(VOTRE CONSIGNE) Pouvez-vous poursuivre le commentaire sur le roman Oblomov, reproduit ci-dessous, à partir de sa dernière phrase ?

(PASSAGE CITÉ)

-------------------------

C'est un livre finement drôle dont la peinture sociale est tout à fait actuelle malgré son ancienneté (publié en français en 1959, le texte russe original date de 1859).
La seule exception concerne l'art de la relation amoureuse qui de nos jours se consomme aussi rapidement qu'un plat cuisiné tout préparé enfourné aux micro-ondes plutôt qu'elle ne se mitonne comme un ragoût cuit et recuit en cocotte pendant d'éternelles minutes où les ingrédients se mélangent et fusionnent doucement, progressivement, lentement.
En ce temps là, jeunes demoiselles et jeunes messieurs, on ne couchait jamais le premier soir. C'était inimaginable, et pourtant on vivait moins longtemps ! Une jeune fille de bonne famille qui se serait compromise en passant simplement un moment en tête à tête avec un jeune homme, sans y être autorisée par ses parents aurait été mise au banc de la société. Les jeunes gens apprenaient à maîtriser leur désir amoureux.
Parfois leur tension sexuelle était si grande du fait de leur désir inassouvi, qu'ils en éprouvaient quelques symptômes et malaises physiques. Les médecins heureusement savaient diagnostiquer : la fameuse maladie d'amour !
Plus de cent pages sont consacrées à l'alchimie amoureuse entre Oblomov et Olga. Depuis la naissance de leur attirance, jusqu'à la décision de leurs fiançailles en passant par toute l'ambivalence et les modulations de leur désir.

-------------------------

(DOCUMENTS FOURNIS)

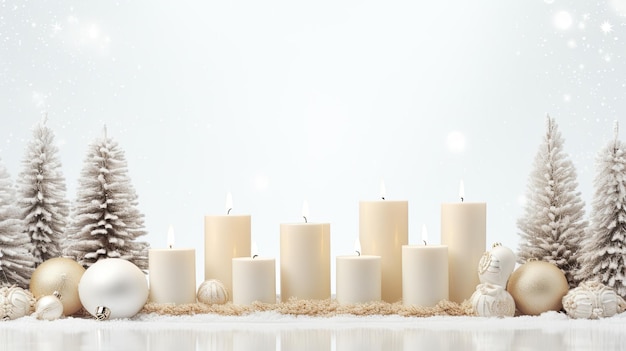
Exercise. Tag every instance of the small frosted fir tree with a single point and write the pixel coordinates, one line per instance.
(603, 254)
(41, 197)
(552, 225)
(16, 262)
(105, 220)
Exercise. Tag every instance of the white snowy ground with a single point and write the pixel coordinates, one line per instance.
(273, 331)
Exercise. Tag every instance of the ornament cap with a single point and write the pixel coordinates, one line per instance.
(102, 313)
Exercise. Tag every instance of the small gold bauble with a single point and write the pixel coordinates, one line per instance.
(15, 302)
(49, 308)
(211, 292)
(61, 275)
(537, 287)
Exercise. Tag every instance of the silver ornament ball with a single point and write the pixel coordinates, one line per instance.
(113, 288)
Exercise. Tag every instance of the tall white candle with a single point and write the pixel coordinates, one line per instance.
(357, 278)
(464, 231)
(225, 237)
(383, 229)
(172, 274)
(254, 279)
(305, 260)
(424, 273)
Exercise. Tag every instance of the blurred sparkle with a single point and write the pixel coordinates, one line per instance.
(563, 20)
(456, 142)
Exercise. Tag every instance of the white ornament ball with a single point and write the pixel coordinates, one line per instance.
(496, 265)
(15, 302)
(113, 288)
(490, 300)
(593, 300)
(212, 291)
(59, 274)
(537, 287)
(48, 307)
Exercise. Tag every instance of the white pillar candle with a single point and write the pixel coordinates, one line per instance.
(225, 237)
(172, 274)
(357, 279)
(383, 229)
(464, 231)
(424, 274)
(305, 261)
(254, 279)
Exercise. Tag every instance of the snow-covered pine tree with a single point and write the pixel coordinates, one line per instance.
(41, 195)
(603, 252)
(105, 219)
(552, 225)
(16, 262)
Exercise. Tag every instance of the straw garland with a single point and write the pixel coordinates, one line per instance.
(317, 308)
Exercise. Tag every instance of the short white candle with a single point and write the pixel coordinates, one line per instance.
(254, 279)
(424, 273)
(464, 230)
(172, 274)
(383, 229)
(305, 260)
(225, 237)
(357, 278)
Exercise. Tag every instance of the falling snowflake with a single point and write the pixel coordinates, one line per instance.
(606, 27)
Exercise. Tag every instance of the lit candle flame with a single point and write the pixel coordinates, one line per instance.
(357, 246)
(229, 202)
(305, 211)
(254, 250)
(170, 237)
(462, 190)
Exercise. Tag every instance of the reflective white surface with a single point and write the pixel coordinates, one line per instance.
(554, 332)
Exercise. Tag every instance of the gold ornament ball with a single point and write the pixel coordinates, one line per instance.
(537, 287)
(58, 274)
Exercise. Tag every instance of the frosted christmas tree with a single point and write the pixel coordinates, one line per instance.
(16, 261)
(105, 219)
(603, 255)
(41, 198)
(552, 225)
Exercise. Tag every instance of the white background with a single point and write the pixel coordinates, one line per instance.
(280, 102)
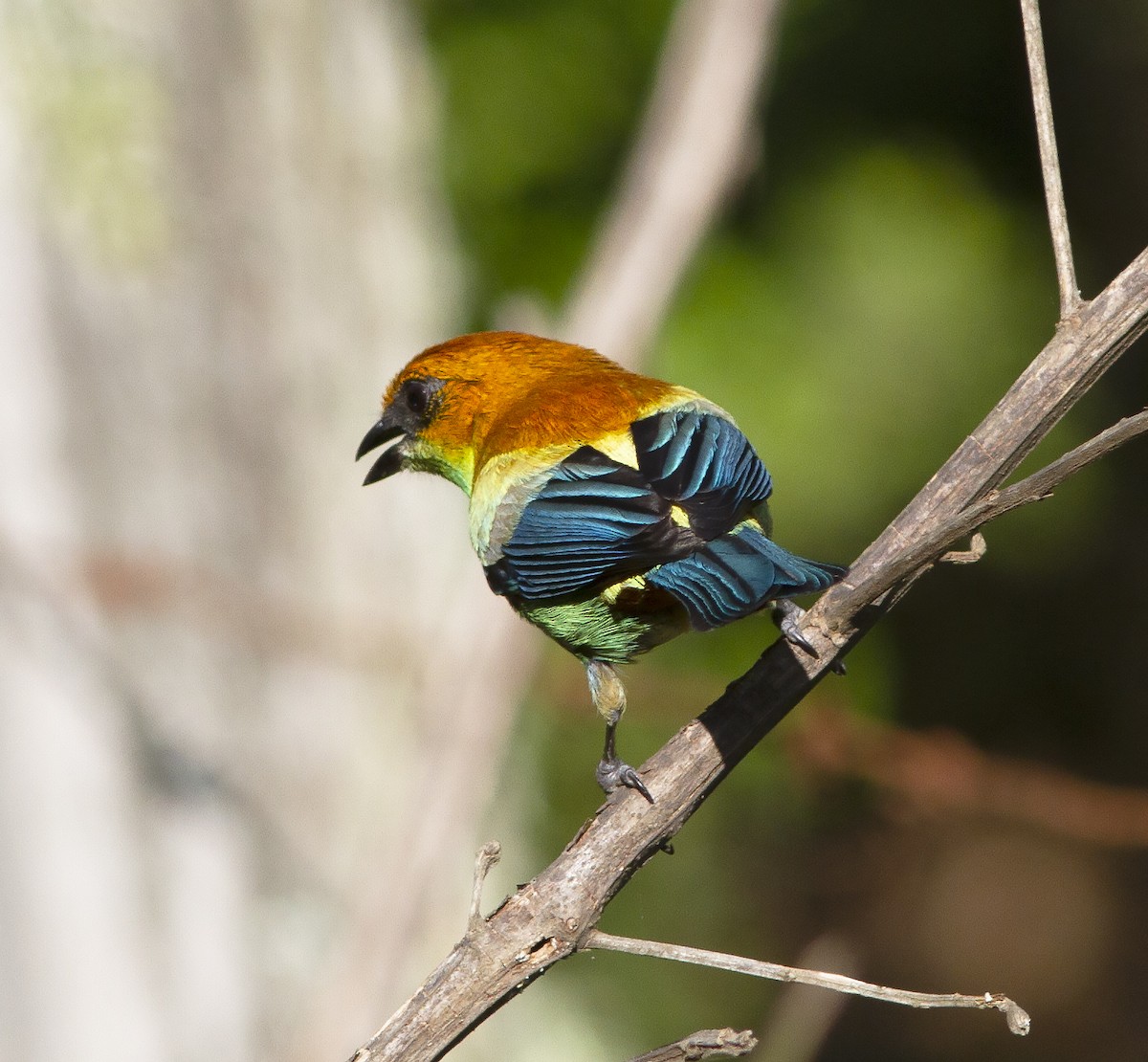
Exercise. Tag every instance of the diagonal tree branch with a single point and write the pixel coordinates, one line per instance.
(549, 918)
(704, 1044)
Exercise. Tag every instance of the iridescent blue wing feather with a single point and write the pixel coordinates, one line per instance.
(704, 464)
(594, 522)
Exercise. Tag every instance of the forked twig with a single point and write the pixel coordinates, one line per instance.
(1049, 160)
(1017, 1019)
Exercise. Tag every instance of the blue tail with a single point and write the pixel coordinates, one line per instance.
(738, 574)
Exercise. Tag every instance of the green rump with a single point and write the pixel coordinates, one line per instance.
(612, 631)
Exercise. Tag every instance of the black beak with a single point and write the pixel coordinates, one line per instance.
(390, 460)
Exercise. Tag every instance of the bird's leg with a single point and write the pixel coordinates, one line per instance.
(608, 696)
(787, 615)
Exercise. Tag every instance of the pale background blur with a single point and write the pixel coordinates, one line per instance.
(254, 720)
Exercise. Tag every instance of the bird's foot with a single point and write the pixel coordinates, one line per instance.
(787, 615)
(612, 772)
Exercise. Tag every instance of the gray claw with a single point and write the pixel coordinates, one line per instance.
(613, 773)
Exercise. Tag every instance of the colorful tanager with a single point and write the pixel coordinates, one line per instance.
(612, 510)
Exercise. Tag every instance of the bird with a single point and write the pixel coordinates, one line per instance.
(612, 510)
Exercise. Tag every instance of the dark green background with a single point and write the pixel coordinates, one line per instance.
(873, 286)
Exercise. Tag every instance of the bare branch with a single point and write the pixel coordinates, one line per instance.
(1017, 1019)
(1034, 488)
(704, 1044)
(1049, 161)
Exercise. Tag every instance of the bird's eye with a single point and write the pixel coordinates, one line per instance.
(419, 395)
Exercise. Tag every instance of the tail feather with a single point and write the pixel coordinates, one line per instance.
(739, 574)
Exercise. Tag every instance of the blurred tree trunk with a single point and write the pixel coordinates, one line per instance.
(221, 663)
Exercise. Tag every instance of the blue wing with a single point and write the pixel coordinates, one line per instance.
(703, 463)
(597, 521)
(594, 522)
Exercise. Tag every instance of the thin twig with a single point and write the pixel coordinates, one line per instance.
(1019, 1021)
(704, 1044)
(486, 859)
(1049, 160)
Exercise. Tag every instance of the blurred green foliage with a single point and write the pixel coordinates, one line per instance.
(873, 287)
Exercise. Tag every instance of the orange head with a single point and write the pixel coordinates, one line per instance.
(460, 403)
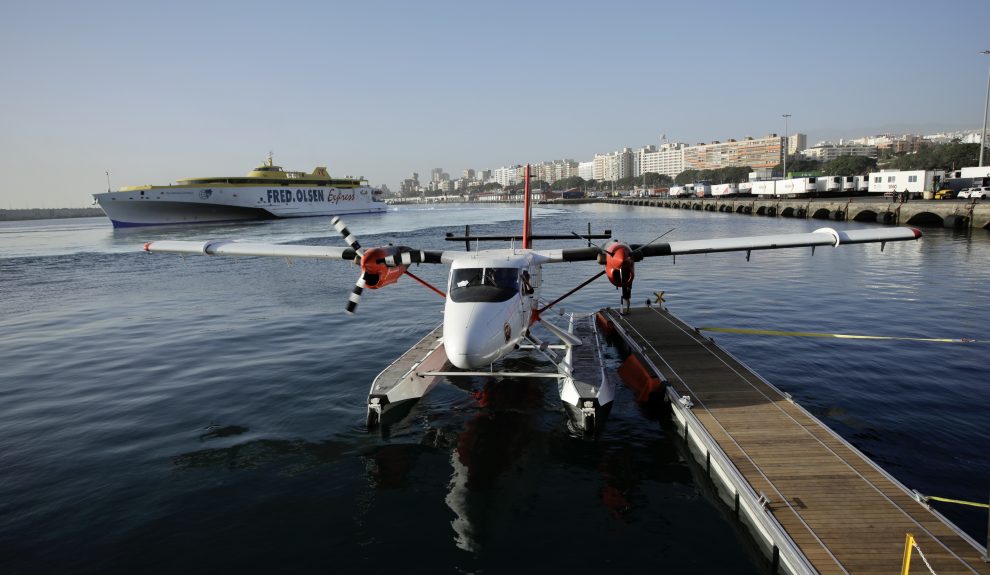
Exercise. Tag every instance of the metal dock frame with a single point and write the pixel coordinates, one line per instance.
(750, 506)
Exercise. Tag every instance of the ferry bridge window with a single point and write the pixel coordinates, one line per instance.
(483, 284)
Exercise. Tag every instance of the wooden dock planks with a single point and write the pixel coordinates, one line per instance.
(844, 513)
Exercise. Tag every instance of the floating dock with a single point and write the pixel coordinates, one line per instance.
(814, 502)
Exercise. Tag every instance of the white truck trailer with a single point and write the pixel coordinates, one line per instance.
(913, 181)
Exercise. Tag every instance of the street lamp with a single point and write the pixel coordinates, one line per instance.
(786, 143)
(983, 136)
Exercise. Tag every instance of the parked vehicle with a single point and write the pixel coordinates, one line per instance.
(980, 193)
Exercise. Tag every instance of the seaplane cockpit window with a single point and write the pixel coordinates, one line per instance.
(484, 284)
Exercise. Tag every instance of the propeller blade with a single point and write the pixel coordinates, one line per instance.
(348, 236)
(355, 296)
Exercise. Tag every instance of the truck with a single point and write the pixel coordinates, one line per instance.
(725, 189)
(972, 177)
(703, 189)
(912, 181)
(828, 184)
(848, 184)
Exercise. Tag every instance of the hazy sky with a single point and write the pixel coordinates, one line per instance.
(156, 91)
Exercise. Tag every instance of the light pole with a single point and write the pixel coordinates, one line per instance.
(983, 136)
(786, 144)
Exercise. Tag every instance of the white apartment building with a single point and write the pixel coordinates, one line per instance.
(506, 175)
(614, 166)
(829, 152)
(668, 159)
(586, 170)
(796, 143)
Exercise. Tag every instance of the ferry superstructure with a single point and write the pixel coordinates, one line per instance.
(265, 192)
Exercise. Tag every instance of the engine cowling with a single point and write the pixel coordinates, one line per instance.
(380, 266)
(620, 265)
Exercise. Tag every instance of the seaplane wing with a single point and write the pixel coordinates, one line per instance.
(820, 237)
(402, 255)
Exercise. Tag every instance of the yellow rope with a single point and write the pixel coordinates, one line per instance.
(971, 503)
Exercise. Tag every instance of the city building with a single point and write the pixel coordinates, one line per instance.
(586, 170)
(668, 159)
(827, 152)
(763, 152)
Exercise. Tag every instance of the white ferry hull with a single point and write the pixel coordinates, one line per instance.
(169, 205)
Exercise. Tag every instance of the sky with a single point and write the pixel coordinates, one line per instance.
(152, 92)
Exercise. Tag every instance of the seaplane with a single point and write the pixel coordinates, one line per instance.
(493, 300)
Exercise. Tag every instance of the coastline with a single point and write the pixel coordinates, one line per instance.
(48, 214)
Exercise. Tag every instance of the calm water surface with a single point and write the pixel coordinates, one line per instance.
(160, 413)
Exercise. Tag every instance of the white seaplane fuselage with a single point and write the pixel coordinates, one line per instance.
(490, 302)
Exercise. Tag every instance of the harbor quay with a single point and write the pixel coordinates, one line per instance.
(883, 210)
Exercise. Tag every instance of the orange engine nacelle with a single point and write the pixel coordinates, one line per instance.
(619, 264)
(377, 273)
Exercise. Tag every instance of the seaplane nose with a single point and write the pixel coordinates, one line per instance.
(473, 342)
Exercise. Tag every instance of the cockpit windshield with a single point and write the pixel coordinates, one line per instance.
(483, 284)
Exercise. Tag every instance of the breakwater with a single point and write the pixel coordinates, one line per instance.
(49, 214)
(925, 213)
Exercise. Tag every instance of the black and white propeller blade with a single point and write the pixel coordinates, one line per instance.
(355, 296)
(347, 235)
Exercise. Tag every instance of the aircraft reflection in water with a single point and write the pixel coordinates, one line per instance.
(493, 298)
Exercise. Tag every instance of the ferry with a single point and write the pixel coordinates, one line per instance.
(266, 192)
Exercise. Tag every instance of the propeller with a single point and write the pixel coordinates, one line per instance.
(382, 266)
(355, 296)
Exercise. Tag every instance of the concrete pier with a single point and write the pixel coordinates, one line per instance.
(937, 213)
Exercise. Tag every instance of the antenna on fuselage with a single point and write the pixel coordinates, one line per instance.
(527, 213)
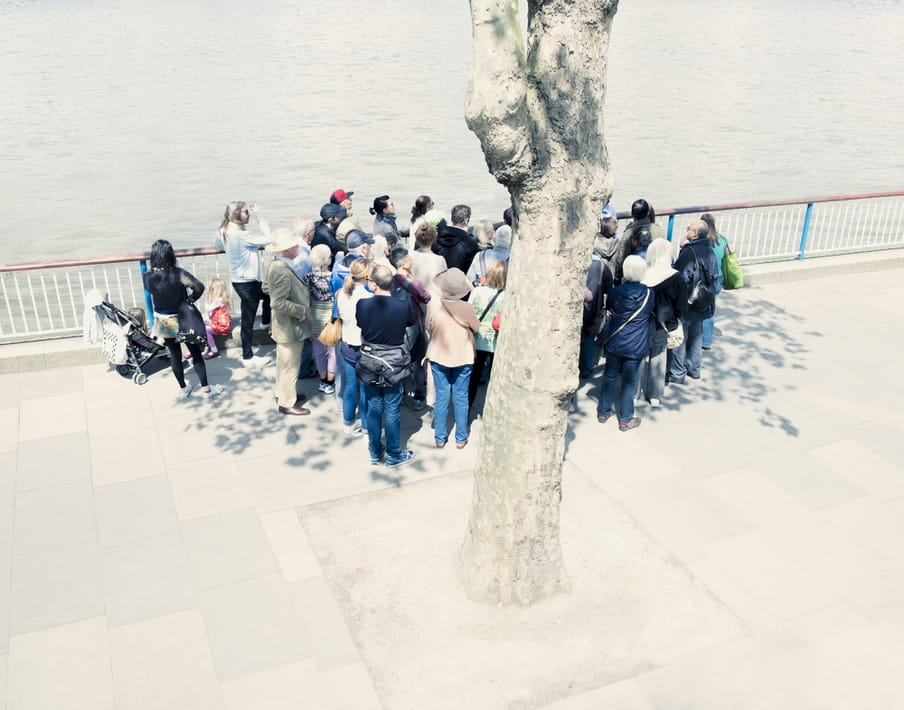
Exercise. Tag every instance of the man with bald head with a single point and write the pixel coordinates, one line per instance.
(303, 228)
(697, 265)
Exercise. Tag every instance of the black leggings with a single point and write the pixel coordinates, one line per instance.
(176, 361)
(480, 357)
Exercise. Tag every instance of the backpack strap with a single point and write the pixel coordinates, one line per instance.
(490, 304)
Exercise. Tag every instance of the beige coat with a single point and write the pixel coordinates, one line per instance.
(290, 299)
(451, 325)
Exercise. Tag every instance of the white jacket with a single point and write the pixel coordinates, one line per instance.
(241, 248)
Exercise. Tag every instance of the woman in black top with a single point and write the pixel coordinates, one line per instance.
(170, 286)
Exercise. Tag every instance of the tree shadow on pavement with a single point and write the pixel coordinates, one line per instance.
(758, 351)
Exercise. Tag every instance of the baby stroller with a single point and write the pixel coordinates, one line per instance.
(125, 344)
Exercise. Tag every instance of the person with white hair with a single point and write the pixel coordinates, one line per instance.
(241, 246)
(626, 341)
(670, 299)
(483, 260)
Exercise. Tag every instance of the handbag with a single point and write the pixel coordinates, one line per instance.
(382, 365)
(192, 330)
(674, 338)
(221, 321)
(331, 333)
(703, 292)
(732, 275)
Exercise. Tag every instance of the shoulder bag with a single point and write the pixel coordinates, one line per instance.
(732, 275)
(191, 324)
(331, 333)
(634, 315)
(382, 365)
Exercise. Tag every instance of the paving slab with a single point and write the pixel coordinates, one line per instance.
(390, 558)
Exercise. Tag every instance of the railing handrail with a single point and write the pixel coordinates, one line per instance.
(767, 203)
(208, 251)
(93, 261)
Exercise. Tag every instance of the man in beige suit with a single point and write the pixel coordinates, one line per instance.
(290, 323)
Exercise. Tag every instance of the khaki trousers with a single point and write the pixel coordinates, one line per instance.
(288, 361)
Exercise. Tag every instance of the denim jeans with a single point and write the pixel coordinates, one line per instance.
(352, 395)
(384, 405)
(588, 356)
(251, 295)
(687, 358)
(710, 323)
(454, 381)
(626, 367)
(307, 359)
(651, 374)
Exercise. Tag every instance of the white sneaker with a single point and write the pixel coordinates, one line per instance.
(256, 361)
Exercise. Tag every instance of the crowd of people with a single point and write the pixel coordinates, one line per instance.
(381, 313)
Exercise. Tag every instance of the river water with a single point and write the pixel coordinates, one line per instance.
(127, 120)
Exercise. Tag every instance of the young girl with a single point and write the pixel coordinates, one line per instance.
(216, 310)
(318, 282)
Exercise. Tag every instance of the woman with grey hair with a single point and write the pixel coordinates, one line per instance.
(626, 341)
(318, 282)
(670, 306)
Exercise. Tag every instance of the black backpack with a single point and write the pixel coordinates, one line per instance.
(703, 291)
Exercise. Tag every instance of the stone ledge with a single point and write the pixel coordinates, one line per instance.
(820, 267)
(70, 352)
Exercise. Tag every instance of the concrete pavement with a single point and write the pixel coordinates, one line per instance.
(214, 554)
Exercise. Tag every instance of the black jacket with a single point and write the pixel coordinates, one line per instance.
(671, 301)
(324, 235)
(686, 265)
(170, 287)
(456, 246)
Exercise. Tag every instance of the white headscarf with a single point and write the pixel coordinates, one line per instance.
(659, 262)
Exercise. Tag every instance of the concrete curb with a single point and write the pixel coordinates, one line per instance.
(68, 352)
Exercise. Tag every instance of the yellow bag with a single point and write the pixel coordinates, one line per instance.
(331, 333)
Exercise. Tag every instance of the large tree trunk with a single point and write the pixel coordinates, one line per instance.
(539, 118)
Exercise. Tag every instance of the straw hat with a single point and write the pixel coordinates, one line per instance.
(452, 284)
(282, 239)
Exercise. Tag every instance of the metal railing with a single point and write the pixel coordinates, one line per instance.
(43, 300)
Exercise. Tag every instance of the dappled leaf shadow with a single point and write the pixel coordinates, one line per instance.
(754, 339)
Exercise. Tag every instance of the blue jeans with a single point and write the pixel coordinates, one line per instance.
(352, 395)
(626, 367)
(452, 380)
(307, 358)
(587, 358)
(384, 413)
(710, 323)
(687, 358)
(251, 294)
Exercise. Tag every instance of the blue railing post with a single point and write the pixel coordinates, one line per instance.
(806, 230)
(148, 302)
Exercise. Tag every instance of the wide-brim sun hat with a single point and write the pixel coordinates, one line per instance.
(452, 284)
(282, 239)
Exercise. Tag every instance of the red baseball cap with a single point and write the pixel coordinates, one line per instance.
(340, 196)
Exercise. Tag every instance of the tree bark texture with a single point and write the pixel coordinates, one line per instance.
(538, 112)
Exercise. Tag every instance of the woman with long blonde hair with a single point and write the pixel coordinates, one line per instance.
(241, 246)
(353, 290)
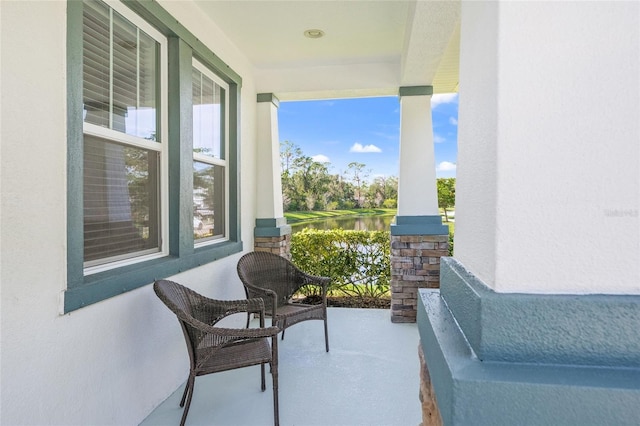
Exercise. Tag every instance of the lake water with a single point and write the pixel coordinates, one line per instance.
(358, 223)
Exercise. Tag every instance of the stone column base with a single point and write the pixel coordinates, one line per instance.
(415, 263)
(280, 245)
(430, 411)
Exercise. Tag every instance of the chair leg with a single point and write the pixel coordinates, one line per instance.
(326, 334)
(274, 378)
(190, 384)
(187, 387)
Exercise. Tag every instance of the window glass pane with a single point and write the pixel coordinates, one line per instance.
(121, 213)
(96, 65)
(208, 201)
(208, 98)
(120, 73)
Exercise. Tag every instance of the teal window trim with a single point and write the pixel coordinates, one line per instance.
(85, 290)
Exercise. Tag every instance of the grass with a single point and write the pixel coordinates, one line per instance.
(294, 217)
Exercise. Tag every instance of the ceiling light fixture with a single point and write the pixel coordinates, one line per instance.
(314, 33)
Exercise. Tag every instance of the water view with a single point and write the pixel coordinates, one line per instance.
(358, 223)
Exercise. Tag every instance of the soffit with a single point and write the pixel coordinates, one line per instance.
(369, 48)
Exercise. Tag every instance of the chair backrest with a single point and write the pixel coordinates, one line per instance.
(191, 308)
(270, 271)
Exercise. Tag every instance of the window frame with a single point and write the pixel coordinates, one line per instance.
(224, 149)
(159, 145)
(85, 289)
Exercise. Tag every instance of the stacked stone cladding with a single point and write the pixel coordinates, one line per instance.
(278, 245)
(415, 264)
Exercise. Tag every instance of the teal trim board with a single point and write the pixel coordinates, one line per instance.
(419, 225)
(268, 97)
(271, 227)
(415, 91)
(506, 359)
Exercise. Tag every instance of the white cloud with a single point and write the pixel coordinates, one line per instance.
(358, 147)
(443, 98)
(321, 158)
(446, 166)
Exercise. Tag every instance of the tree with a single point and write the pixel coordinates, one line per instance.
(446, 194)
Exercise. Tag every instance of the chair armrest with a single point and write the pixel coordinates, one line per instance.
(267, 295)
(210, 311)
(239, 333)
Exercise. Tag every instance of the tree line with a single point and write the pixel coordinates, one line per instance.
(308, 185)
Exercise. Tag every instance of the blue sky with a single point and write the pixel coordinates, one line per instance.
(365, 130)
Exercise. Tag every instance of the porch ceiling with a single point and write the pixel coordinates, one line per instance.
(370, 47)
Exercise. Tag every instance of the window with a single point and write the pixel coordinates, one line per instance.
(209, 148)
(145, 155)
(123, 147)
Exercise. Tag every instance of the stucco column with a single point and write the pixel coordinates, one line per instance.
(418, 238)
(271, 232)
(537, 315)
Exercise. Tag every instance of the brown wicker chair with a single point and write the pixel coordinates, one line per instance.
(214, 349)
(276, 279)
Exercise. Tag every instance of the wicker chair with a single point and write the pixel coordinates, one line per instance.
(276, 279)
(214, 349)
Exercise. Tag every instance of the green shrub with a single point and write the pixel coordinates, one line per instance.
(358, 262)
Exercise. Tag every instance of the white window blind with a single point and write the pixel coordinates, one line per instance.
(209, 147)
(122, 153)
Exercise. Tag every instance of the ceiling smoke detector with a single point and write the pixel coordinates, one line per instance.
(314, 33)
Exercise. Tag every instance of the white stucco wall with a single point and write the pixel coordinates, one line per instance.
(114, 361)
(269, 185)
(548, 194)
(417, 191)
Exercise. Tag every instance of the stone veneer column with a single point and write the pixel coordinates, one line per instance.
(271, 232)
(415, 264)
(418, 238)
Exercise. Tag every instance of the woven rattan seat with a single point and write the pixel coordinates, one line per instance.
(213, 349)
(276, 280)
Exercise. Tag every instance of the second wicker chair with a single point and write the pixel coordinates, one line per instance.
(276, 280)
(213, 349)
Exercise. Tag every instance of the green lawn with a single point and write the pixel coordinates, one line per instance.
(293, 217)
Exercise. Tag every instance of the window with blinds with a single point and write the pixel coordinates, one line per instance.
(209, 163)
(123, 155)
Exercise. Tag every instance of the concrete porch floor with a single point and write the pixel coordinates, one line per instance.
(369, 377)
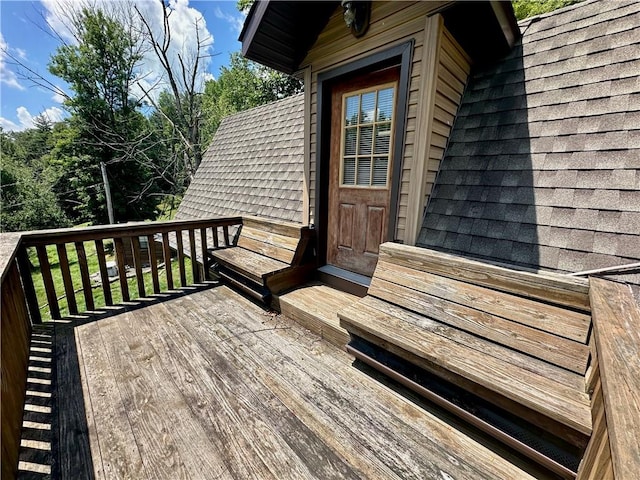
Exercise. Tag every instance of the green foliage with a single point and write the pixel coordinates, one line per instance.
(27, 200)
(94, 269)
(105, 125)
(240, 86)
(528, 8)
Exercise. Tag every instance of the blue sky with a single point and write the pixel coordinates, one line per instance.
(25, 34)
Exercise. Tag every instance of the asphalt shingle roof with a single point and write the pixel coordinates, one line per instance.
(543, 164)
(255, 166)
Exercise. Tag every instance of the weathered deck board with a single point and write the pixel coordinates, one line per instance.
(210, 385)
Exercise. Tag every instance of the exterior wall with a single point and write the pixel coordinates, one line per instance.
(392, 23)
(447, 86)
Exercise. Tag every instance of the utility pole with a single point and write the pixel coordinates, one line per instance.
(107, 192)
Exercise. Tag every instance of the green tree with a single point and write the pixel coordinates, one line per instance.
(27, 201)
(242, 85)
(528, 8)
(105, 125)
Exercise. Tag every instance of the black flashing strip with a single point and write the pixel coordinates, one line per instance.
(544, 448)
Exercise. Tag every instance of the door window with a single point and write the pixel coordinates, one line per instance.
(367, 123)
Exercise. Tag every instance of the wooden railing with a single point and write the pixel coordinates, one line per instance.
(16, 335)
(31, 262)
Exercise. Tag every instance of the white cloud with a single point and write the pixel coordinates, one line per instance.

-------------------------

(RÉSULTAT DE LA TÂCHE)
Oblomov, le personnage central, d'origine noble et propriétaire d'une grande ferme est un aquaboniste, un paresseux viscéral dont les élans motivés ne se concrétisent jamais en dépit du soutien actif et intelligent de son meilleur ami Stolz et de sa première fiancée Olga. A sa flemme s'ajoutent l'indécision, le rêverie, et la procrastination.
Malgré son extrême laisser aller et sa naïveté, l'auteur réussit à nous le rendre attachant.
Il a par exemple une vision de la littérature qualifiée « d'humanitarisme » très perspicace.
Sa perception des écrivains est telle que tous les auteurs souriront de s'y reconnaître.
Avec son comportement, certes tout à fait critiquable, sans être anti-social, Oblomov n'en est pas moins un rebelle pacifique qui se contrefiche éperdument de la productivité quelle qu'elle soit : agricole, administrative et même littéraire.
Alors ce n'est pas un livre qui vous rendra « addict » vous pouvez le lire tranquillement, il vous reposera des thrillers.
Si vous êtes du genre hyperactif comme la veuve Agafia, et si vous ne savez vraiment pas comment fainéanter de temps en temps, lisez ce livre, il pourra vous inspirer.